Copy every line from the one containing "I'm trying to determine whether the white dishwasher" through the last line of the records below, both included, and nothing else.

* _DATA LINES_
+++
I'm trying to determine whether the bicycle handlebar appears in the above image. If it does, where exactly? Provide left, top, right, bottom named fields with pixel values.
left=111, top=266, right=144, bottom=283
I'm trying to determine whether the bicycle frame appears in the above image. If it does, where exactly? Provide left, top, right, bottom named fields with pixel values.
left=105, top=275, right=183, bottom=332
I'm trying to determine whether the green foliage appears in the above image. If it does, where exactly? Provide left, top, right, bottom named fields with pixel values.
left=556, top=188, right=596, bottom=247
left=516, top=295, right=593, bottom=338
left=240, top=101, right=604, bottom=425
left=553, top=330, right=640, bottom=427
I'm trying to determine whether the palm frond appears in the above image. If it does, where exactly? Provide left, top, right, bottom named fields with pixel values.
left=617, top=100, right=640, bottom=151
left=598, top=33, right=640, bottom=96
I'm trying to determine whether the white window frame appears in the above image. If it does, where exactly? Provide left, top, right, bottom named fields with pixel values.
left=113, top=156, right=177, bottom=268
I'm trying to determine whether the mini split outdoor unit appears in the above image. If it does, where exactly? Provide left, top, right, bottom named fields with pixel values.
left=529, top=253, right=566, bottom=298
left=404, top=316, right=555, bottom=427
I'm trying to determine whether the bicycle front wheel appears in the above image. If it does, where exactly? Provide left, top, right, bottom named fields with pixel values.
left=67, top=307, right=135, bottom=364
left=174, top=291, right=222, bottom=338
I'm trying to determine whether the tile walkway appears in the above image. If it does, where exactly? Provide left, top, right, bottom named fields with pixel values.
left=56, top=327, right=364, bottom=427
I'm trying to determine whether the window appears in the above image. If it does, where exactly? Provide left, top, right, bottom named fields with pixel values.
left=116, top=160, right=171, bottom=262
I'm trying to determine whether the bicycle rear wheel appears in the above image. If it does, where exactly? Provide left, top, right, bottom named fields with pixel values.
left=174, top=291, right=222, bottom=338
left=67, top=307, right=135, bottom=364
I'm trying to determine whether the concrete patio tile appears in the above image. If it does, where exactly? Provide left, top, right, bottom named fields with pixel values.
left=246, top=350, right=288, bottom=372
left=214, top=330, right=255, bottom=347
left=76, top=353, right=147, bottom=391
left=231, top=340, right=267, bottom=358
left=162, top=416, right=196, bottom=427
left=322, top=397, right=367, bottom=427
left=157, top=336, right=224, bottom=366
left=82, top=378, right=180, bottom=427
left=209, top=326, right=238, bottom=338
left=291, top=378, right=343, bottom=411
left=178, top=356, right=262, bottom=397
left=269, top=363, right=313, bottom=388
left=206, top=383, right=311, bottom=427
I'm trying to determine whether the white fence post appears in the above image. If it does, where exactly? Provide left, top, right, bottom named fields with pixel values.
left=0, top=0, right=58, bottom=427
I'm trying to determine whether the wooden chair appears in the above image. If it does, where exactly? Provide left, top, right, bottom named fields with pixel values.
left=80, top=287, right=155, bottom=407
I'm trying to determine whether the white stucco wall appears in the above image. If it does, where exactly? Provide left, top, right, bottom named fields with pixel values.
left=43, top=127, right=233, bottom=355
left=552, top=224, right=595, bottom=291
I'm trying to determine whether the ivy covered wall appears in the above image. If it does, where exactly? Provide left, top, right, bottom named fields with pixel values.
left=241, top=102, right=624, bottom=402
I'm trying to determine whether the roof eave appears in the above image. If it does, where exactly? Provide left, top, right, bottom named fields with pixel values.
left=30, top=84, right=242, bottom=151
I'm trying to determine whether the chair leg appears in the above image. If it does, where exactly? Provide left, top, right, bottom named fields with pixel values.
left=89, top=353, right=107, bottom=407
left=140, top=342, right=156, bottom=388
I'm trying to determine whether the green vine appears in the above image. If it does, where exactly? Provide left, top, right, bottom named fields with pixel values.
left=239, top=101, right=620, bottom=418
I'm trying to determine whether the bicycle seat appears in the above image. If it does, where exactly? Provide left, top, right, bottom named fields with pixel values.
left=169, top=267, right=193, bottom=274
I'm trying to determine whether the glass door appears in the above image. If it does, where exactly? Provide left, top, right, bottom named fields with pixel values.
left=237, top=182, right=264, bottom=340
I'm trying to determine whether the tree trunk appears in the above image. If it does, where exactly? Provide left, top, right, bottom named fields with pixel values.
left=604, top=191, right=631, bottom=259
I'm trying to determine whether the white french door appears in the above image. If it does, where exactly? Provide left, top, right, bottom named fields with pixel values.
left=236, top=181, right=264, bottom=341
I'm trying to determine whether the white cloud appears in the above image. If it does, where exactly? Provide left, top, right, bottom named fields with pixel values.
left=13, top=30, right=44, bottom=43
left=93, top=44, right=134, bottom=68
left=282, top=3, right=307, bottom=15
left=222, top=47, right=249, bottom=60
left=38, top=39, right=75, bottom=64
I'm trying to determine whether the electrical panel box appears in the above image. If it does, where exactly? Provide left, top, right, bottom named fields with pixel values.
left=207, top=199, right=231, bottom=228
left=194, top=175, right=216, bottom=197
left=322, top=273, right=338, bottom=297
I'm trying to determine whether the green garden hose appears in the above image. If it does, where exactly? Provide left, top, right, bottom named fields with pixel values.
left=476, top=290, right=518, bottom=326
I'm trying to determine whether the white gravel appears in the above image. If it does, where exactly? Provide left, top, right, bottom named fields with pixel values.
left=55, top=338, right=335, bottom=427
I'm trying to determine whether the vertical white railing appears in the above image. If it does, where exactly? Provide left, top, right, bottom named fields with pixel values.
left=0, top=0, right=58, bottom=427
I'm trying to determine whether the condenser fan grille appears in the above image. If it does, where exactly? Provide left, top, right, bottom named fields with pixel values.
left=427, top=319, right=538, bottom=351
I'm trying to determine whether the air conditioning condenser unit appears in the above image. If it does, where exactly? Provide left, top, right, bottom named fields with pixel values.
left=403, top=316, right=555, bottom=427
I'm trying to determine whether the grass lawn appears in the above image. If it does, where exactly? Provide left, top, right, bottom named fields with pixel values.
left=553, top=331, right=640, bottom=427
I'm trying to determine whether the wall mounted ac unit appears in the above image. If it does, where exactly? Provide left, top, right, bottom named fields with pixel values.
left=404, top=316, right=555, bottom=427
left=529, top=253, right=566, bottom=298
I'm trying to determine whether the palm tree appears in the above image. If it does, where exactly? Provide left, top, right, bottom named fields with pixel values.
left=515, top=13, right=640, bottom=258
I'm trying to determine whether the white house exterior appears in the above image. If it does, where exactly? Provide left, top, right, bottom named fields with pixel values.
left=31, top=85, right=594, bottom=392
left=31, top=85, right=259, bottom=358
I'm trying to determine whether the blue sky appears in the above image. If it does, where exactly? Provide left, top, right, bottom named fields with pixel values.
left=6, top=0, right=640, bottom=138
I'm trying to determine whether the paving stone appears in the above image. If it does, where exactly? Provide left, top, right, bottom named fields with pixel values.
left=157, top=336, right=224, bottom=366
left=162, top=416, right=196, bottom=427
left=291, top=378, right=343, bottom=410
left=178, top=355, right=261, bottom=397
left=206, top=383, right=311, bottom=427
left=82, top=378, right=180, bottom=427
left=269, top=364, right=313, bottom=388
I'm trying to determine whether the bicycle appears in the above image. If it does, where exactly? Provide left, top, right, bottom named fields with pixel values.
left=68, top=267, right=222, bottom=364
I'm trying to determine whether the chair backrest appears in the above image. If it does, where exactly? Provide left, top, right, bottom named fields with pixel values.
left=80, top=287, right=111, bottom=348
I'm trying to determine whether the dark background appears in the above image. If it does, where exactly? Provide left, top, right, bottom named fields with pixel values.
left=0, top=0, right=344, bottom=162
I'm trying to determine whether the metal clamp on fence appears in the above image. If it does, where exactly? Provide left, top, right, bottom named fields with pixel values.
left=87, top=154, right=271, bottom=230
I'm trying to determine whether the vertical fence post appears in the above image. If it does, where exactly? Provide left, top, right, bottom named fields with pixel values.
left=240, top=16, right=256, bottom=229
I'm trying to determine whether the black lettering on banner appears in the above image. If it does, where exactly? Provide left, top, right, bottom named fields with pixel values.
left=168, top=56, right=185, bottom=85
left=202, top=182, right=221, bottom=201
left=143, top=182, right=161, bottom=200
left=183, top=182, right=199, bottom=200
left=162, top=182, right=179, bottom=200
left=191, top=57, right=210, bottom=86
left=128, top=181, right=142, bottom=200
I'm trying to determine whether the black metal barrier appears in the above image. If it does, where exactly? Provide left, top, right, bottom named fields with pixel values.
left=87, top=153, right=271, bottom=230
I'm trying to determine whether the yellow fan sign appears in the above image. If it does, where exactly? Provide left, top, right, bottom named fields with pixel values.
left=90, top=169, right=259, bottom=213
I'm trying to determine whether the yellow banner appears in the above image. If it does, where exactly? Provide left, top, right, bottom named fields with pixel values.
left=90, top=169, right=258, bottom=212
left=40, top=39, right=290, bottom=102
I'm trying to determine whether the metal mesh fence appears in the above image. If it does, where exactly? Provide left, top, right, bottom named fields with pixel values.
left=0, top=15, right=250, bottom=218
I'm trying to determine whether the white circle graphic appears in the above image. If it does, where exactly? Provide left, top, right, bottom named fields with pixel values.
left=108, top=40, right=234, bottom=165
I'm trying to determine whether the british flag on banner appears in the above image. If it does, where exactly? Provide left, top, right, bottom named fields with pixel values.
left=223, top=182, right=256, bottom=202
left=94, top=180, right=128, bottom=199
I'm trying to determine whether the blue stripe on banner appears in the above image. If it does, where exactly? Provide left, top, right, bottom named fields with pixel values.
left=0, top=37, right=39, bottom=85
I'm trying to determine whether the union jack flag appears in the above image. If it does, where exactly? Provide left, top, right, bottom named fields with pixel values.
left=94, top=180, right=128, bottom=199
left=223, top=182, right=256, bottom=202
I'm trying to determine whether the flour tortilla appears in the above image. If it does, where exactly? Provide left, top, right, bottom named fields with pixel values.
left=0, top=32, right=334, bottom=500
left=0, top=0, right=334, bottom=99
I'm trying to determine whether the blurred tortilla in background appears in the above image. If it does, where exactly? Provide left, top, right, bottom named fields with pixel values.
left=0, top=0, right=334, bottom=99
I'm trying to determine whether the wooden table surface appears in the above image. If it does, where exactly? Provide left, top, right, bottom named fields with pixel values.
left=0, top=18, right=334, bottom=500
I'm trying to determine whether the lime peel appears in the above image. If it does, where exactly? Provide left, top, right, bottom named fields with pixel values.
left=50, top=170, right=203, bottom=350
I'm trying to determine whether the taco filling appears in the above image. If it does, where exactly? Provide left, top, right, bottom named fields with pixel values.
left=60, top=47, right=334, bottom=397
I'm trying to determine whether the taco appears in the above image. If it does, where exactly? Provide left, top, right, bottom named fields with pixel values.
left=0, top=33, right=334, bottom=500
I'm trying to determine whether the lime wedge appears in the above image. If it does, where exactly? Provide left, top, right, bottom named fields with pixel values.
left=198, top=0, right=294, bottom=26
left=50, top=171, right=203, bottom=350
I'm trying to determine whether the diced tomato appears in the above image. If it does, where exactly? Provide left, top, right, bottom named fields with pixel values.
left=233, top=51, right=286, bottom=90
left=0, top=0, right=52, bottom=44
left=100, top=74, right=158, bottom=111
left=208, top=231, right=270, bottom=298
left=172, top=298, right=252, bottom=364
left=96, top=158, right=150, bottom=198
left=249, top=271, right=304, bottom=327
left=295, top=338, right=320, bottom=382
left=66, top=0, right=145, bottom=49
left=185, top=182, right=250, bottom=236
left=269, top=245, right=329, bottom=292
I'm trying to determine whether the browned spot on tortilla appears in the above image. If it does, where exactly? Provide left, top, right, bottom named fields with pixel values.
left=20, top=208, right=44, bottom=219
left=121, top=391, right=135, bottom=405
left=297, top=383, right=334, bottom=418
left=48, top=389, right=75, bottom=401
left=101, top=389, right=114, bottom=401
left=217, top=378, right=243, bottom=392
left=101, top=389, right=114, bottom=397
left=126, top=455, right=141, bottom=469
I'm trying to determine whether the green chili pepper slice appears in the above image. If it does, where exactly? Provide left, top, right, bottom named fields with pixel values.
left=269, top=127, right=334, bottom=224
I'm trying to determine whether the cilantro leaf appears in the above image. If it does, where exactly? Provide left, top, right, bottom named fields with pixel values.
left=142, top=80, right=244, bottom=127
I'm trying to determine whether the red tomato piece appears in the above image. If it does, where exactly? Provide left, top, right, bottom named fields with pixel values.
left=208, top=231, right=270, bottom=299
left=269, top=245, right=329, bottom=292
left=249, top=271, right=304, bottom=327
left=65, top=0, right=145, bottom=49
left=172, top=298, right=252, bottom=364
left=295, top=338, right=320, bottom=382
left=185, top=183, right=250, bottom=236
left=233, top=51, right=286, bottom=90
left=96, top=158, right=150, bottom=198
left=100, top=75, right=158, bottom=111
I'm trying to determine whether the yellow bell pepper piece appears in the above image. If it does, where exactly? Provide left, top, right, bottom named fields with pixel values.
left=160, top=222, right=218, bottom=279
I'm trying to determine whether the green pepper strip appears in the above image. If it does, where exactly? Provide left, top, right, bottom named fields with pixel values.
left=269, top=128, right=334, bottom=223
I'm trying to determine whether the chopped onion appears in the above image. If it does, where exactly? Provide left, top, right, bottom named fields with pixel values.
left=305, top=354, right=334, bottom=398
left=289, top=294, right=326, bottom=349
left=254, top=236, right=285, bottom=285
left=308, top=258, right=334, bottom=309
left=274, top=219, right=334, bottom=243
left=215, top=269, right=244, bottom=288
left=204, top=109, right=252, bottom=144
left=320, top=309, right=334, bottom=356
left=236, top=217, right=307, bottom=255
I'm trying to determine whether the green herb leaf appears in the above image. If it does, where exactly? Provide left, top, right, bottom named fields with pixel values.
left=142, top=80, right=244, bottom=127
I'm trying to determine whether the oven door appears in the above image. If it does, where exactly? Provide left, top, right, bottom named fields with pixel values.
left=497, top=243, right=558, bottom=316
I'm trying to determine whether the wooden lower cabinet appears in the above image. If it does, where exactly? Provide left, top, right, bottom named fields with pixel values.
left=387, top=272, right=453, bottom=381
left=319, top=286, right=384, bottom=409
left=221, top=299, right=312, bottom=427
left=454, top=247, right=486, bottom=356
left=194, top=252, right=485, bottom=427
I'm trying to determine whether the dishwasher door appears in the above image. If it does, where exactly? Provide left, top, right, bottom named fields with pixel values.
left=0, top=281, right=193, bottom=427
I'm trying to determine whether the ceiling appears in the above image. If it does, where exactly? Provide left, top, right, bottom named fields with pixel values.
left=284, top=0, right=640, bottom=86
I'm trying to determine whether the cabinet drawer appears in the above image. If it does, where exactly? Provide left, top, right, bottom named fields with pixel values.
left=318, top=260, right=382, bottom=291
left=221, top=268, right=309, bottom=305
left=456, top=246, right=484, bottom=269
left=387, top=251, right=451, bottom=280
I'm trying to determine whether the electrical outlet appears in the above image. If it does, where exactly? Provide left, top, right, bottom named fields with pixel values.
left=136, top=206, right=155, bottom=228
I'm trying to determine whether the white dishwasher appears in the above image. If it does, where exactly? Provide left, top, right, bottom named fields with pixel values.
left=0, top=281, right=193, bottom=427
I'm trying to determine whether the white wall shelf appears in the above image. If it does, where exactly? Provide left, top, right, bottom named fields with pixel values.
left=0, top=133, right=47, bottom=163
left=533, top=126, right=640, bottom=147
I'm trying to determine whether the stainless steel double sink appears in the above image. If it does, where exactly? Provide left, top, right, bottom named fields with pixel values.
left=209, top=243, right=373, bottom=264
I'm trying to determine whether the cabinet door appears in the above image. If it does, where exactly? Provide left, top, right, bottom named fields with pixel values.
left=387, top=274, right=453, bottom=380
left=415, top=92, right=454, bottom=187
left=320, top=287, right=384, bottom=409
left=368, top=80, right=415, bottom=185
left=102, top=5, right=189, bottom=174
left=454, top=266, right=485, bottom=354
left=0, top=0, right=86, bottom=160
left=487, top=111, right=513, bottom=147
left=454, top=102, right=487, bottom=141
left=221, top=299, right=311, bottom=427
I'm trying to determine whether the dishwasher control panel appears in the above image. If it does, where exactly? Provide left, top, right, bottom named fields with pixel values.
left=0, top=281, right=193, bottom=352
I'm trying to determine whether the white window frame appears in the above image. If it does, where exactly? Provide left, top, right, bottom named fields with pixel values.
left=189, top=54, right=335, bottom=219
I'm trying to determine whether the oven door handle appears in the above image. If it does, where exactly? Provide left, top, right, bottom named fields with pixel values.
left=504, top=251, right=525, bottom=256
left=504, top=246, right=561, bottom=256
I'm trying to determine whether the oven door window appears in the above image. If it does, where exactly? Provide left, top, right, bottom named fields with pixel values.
+++
* _EXERCISE ANSWER_
I'm trying to determine whether the white dishwasher appears in the above image. If it does, where exactly? Provide left, top, right, bottom named fields with pixel values.
left=0, top=281, right=193, bottom=427
I'm trying to determine whether the white wall shelf appears in the above image. If it does, where exactly? Provide left, top, right, bottom named fields with pixel values.
left=0, top=133, right=47, bottom=163
left=533, top=126, right=640, bottom=147
I'm trying to determine whether the stainless steel double sink appears in the above image. If it does, where exactly? Provide left, top, right, bottom named fields with pixel values.
left=209, top=243, right=373, bottom=264
I'm trying to determine whether the cabinet door appears in the above image. If it does, where exactly? Provide left, top, right, bottom named fields with pixel values.
left=387, top=274, right=453, bottom=380
left=415, top=92, right=454, bottom=187
left=320, top=287, right=384, bottom=409
left=368, top=80, right=415, bottom=185
left=102, top=5, right=189, bottom=174
left=454, top=266, right=485, bottom=354
left=0, top=0, right=86, bottom=160
left=487, top=111, right=513, bottom=147
left=454, top=102, right=487, bottom=141
left=221, top=299, right=311, bottom=427
I'm trying to determine whether the dishwasher control panel appears in the above image. If it does, where exactly? Provide left, top, right, bottom named fields with pixel values.
left=0, top=281, right=193, bottom=352
I'm trying to determine whether the white window frame appears in the above image. If it does, where exactly? Provide left, top, right, bottom named fields with pixel values.
left=189, top=54, right=335, bottom=219
I'm trying to determine whether the oven door handle appears in the above image. If it does, where exactly? Provide left, top, right, bottom named fields with pixel values.
left=504, top=251, right=525, bottom=256
left=504, top=246, right=561, bottom=256
I'm trying to determine whether the oven door window appears in the above image. If it does, where exactly? Provide left, top, right, bottom named fields with pixel values.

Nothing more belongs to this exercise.